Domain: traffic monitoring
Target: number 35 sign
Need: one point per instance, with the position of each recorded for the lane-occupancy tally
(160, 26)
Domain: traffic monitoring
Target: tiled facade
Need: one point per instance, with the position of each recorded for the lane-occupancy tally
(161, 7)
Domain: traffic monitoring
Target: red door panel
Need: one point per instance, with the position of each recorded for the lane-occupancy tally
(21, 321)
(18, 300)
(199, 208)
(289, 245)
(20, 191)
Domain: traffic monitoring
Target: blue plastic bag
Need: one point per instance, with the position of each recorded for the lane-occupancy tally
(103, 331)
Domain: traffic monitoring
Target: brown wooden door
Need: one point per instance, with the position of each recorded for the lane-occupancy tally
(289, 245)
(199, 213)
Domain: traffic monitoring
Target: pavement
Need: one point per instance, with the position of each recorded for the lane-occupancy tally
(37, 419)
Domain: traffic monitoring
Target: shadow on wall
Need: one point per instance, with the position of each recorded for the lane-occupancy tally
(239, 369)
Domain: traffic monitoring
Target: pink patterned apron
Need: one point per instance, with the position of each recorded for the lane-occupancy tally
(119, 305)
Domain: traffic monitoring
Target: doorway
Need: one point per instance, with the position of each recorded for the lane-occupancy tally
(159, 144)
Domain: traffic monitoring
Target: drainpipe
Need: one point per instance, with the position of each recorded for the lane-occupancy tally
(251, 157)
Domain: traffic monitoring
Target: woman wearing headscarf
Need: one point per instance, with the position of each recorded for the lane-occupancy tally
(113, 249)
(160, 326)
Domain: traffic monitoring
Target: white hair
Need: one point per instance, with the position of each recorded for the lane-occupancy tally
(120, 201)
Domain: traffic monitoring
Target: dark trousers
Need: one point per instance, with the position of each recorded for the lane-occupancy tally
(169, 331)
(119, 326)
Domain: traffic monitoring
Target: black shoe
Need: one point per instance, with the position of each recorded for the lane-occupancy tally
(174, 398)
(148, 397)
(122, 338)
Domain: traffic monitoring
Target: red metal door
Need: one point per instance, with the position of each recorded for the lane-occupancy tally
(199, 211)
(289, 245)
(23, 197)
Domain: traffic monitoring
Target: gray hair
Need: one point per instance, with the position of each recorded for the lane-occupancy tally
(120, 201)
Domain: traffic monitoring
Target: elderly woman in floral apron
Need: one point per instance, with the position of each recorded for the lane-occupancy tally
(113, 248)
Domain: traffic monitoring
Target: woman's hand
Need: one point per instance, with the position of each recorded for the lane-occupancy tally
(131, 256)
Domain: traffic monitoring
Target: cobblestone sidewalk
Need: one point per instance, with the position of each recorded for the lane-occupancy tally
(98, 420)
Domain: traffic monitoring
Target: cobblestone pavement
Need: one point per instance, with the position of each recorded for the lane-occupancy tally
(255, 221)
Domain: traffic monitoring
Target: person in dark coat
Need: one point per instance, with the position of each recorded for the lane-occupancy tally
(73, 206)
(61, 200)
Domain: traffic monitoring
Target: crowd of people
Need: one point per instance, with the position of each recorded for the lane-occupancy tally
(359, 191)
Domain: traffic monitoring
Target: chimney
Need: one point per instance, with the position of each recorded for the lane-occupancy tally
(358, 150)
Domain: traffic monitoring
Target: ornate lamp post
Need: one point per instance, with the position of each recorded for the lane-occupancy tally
________________________
**WORK TASK:**
From the listing above, collect each line in which the string "cobblestone" appears.

**WRITTEN ANSWER:**
Target: cobblestone sidewalk
Target: cobblestone pavement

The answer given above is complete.